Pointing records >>
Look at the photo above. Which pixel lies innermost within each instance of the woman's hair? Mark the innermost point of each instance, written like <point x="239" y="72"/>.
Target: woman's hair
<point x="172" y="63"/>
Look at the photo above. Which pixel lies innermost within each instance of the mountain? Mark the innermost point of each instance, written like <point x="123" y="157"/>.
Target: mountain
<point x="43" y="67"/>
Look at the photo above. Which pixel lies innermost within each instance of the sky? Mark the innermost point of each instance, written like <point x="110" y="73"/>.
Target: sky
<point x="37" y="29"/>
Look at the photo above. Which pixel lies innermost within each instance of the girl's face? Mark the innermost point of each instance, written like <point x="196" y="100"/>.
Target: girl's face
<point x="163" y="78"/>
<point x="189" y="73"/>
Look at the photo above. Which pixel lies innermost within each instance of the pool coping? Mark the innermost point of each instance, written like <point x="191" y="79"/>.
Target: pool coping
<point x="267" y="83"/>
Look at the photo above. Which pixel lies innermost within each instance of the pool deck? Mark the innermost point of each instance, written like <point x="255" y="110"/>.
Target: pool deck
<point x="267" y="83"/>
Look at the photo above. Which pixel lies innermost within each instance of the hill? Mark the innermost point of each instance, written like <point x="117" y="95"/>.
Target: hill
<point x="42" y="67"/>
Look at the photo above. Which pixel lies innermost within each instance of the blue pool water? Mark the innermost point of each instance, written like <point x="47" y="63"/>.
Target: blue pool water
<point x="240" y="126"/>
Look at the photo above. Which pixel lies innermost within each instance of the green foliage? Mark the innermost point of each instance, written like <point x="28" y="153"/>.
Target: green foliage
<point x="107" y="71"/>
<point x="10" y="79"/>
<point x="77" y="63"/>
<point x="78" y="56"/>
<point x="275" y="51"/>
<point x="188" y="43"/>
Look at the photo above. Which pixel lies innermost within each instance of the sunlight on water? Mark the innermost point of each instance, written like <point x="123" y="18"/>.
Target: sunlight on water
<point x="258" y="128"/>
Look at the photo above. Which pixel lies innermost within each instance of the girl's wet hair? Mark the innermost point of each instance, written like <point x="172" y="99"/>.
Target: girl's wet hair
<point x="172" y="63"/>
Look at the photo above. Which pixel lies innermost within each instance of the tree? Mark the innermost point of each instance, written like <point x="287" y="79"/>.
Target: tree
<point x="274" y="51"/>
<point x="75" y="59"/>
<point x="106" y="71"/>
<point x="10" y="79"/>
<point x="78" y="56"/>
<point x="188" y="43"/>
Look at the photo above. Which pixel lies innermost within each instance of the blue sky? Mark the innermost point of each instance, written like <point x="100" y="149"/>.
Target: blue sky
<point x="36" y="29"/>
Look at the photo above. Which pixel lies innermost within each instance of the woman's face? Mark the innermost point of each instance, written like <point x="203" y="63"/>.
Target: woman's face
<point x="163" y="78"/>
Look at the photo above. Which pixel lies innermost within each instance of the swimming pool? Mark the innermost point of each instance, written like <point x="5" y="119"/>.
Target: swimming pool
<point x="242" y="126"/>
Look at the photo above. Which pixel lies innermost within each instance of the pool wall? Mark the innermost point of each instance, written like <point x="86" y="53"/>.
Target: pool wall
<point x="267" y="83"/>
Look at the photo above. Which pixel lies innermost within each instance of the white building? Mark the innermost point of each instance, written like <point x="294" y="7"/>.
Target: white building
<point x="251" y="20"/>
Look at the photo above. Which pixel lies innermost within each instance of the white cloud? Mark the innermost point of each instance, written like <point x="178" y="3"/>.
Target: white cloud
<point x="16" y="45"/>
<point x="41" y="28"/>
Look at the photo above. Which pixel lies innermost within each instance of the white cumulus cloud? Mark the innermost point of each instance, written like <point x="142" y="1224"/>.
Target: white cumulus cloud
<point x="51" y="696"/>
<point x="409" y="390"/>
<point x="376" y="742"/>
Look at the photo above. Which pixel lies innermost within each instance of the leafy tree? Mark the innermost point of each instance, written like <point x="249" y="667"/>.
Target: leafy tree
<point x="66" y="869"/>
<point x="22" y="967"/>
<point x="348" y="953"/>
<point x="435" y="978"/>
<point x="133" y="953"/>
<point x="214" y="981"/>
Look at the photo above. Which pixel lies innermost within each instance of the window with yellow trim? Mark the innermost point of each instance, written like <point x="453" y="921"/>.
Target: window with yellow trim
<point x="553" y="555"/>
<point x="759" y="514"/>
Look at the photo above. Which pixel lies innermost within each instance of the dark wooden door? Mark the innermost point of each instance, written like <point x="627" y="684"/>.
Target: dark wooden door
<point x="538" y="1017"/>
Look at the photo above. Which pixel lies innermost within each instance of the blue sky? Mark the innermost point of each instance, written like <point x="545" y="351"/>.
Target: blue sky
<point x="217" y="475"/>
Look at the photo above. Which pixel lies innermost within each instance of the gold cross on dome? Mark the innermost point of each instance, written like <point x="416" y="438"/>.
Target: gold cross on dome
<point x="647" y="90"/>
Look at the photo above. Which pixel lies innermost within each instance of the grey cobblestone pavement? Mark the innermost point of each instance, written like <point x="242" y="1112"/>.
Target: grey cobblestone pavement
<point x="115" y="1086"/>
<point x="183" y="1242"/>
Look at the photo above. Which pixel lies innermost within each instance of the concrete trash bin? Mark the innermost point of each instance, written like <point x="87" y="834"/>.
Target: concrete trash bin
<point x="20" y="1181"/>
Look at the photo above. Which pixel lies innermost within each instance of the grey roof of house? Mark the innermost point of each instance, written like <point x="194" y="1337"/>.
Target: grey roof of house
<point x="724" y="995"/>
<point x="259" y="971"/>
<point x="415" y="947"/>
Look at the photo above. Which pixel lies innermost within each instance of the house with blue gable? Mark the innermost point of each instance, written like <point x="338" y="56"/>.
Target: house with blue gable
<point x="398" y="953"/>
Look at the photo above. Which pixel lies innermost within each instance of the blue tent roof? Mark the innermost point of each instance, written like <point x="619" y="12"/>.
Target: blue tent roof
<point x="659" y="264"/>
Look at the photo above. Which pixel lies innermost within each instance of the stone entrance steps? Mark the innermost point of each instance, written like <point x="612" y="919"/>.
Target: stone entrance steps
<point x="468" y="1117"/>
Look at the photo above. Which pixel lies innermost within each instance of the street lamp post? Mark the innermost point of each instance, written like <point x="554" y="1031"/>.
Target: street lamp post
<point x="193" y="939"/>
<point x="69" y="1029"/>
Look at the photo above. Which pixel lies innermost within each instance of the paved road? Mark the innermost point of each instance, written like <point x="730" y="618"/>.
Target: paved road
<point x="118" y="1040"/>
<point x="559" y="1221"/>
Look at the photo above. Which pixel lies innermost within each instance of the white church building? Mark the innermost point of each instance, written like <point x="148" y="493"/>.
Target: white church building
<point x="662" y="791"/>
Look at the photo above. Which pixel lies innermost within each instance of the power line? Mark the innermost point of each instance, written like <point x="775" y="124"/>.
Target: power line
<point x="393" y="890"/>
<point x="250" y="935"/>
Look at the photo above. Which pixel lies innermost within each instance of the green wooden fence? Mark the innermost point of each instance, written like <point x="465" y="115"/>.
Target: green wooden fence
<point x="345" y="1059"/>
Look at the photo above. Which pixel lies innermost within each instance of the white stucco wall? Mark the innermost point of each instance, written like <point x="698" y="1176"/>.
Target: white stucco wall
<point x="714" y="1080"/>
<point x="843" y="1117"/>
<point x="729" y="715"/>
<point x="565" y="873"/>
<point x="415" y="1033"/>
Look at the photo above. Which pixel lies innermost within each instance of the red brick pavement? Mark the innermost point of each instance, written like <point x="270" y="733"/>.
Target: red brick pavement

DIRECTIVE >> Repeat the records above exactly, leaving none out.

FULL OUTPUT >>
Look at the photo above. Which pixel lies innermost within each instance of the woman's hair? Mark the innermost point of each instance, written like <point x="239" y="72"/>.
Target: woman's hair
<point x="172" y="63"/>
Look at the photo above. Which pixel lies innermost within each instance of the mountain? Mark the innermost point of each instance, written like <point x="123" y="157"/>.
Target: mountain
<point x="43" y="67"/>
Look at the photo above. Which pixel lies innermost within each instance of the sky? Mark the innermost point of each instance, written like <point x="110" y="73"/>.
Target: sky
<point x="37" y="29"/>
Look at the photo above. Which pixel lies innermost within each instance of the girl's face? Mark the innermost point of each instance, written like <point x="196" y="100"/>.
Target: girl's face
<point x="163" y="78"/>
<point x="189" y="73"/>
Look at the photo above. Which pixel lies innermost within each instance of the pool coping? Mark the innermost point of each instance, written like <point x="191" y="79"/>.
Target: pool coping
<point x="267" y="83"/>
Look at the photo above. Which pixel lies innermost within each instance of the pool deck? Mark the innermost point of each instance, written like <point x="255" y="110"/>.
Target: pool deck
<point x="267" y="83"/>
Look at the photo above. Which pixel lies innermost within each instance of the hill? Mark the innermost point of each instance, written like <point x="117" y="95"/>.
Target: hill
<point x="42" y="67"/>
Look at the photo above. Which pixel lies innermost within each instance of the blue pool water? Mark the innermost point of each instance, written like <point x="47" y="63"/>.
Target: blue pool water
<point x="240" y="126"/>
Look at the photo above. Which pixel lies innermost within each instance of the green foliage? Mark the innermost point of each instance, written like <point x="28" y="153"/>.
Target: green foliage
<point x="107" y="71"/>
<point x="10" y="79"/>
<point x="77" y="63"/>
<point x="78" y="56"/>
<point x="275" y="51"/>
<point x="188" y="43"/>
Look at the photo above. Which pixel lies innermost within each instance of the sunlight on water? Mark the innermost point of each instance, written like <point x="123" y="18"/>.
Target: sunlight on water
<point x="258" y="128"/>
Look at the photo above. Which pixel lies innermost within each instance of the girl's wet hair? Mark the innermost point of each instance, written like <point x="172" y="99"/>.
Target: girl's wet hair
<point x="172" y="63"/>
Look at the photo above. Which pixel lies innermost within each instance of the tree? Mark the innermost point of each instance, written like <point x="287" y="79"/>.
Target: tree
<point x="274" y="51"/>
<point x="75" y="59"/>
<point x="106" y="71"/>
<point x="10" y="79"/>
<point x="78" y="56"/>
<point x="188" y="43"/>
Look at the photo above. Which pixel lies innermost within each instance of the blue sky? Mark the innermost point of each instance, written like <point x="100" y="149"/>.
Target: blue sky
<point x="36" y="29"/>
Look at the photo above. Which pixel lies innermost within each instance of the woman's face? Mark the innermost point of each instance, written like <point x="203" y="63"/>.
Target: woman's face
<point x="163" y="78"/>
Look at the photo above. Which pixel lies innermost within each instance of the swimming pool? Mark the innermost point of each instance, written like <point x="5" y="119"/>.
Target: swimming pool
<point x="242" y="126"/>
Look at the photo above. Which pixel lies innermost within each instance of the pool wall? Mark the innermost point of each instance, written like <point x="86" y="53"/>.
Target: pool wall
<point x="267" y="83"/>
Look at the photo above. Which pixel lies innermost within each instance of the white building? Mark the innermost point of each instance, written like <point x="294" y="7"/>.
Target: white building
<point x="251" y="20"/>
Look at the photo above. Which pixel lies innermost within each instance of the white cloud? Mark the innermost point of each instance, written like <point x="178" y="3"/>.
Target: white cloud
<point x="16" y="45"/>
<point x="41" y="28"/>
Look at the photo above. Which pixel lies innermost within each instance of the white cumulus cloud? Mark the innermost point of each instance, written like <point x="142" y="1224"/>.
Target: white cumulus cloud
<point x="51" y="696"/>
<point x="409" y="390"/>
<point x="376" y="742"/>
Look at the photo above. Which pixel lies innermost within each instance of the leafy tree? Mark the innermost point of each instance, written like <point x="249" y="667"/>.
Target: leafy tree
<point x="66" y="869"/>
<point x="22" y="967"/>
<point x="348" y="953"/>
<point x="435" y="978"/>
<point x="133" y="953"/>
<point x="214" y="981"/>
Look at the photo above. Which pixel lies innermost within each instance of the window with yellow trim? Mark the innermost point of each instance, written like <point x="453" y="921"/>.
Target: window with yellow trim
<point x="553" y="555"/>
<point x="759" y="514"/>
Look at the photo above. Which pixel lies innermost within each instance of the dark wooden door? Mark the innermost point of each instance, written like <point x="627" y="684"/>.
Target: dark wooden door
<point x="538" y="1017"/>
Look at the photo above. Which pixel lies innermost within each instance of the blue sky? Mark the innermost point of each instance, written like <point x="545" y="351"/>.
Target: blue sky
<point x="217" y="475"/>
Look at the photo above. Which pixel lies innermost within each instance of the gold cross on dome? Mark the innermost point of each instance, written like <point x="416" y="438"/>.
Target: gold cross on dome
<point x="647" y="90"/>
Look at the photo above. Which pixel lies innermost within each instance of the grey cobblestone pavement? Mark the innermost point of each instance, written like <point x="242" y="1112"/>.
Target: grey cobblestone pavement
<point x="115" y="1086"/>
<point x="183" y="1242"/>
Look at the photo above. Which pixel lies innermost within each instance of the concrete trash bin? Mark the innermost point of each instance, written like <point x="87" y="834"/>.
Target: concrete trash bin
<point x="20" y="1181"/>
Look at the photo above. Which pixel lies innermost within each instance of the grey roof of house? Mark the innermost point of each instance, written like <point x="194" y="1337"/>.
Target: grey roof of house
<point x="724" y="995"/>
<point x="259" y="971"/>
<point x="415" y="947"/>
Look at the photo above. Which pixel lies innermost within each instance of the house with blue gable? Mark the innermost point of each instance, written like <point x="338" y="56"/>.
Target: house with blue gable
<point x="398" y="953"/>
Look at the photo above. Which pixel lies innermost within each instance of the blue tent roof? Mark the innermost point of each instance, written like <point x="619" y="12"/>.
Target: blue tent roof
<point x="659" y="264"/>
Look at the photo above. Which pixel lies innermost within each instance of the stone entrance steps? Mark the innermost point of each instance, written like <point x="612" y="919"/>.
Target: stone entrance steps
<point x="468" y="1117"/>
Look at the photo above. Which pixel lies innermost within each instance of the street lamp post? Mark the innermost point of each instance, written like <point x="554" y="1031"/>.
Target: street lamp post
<point x="193" y="939"/>
<point x="69" y="1029"/>
Look at the photo above. Which pixel lies innermost within each instance of the paved road? Mark the innermost point of each instance, written like <point x="730" y="618"/>.
Target: paved road
<point x="118" y="1040"/>
<point x="559" y="1221"/>
Look at the photo above. Which pixel lies innermost within each instance of the white church building? Mark the innermost point of each instance, written like <point x="148" y="493"/>.
Target: white church building
<point x="662" y="791"/>
Look at the photo above. Which pixel lies innermost within each instance of the power line? Mark the innermost point of each instance, written like <point x="775" y="124"/>.
Target: power line
<point x="393" y="890"/>
<point x="250" y="935"/>
Look at the photo above. Which pixel lies innermost within each instance of the green wooden fence? Mark the innermost point of each instance, written like <point x="465" y="115"/>.
Target: green wooden fence
<point x="345" y="1059"/>
Look at the photo above. Which pixel lies innermost within each instance of the white stucco wall? Mark the innermost point of each instance, written like <point x="698" y="1176"/>.
Target: white stucco wall
<point x="714" y="1080"/>
<point x="843" y="1117"/>
<point x="729" y="715"/>
<point x="565" y="873"/>
<point x="415" y="1033"/>
Look at the photo above. Which pixel lies innermost within each instance of the red brick pavement? Mark the innermost point of each instance, written like <point x="270" y="733"/>.
Target: red brick pavement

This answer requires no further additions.